**Raw data**

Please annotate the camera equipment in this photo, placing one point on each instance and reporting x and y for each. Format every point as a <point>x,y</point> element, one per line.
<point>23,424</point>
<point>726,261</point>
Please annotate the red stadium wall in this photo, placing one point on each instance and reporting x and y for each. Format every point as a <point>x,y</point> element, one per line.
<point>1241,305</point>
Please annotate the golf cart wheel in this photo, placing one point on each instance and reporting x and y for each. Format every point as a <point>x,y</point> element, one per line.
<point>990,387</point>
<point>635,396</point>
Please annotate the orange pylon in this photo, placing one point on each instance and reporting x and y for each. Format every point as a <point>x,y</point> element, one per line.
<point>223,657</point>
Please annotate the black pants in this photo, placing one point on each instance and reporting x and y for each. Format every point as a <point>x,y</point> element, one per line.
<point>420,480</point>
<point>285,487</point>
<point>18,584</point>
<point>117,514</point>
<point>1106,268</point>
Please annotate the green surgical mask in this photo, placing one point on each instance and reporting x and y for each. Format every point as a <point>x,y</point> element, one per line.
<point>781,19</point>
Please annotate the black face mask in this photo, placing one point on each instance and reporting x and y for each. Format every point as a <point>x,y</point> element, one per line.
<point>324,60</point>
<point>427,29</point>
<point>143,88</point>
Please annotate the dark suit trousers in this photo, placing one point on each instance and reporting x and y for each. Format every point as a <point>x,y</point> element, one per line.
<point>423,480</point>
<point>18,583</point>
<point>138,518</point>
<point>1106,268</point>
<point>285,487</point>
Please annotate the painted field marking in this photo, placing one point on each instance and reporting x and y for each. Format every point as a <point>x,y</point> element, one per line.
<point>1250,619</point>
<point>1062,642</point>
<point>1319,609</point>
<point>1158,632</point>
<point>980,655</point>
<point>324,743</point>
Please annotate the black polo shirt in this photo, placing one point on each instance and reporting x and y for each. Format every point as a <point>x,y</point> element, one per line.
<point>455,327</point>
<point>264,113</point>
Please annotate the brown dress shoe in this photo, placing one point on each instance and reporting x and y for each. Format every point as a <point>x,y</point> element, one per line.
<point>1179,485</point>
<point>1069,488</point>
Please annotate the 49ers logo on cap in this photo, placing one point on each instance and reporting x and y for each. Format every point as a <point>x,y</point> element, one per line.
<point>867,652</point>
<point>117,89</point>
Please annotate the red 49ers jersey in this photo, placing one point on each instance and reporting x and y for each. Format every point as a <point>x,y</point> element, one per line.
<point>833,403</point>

**What to produce**
Lines before the one containing "Please annotate the black polo" are left out. Repeat that line and all lines after it in the records above exactly.

**Completed task**
Please annotate the black polo shirt in this photo, placing one point on each instance and reporting x and y for each. Format every point as a <point>x,y</point> element, one per line.
<point>455,327</point>
<point>264,113</point>
Please annotate the brown dress shoe in this photo, placing one point on each instance and reporting x and y for each. Format every point as a <point>x,y</point> element, one per line.
<point>1179,485</point>
<point>1069,488</point>
Please annotate the 49ers logo on cap in this photo, placing one point on each instance and reporting x and y for each. Format every point as a <point>x,y</point> element, one per line.
<point>867,652</point>
<point>117,89</point>
Please annotate the red 49ers jersey in this photo, placing one point on each instance and reporting x and y for each. Format every point as a <point>x,y</point> element, one per line.
<point>833,403</point>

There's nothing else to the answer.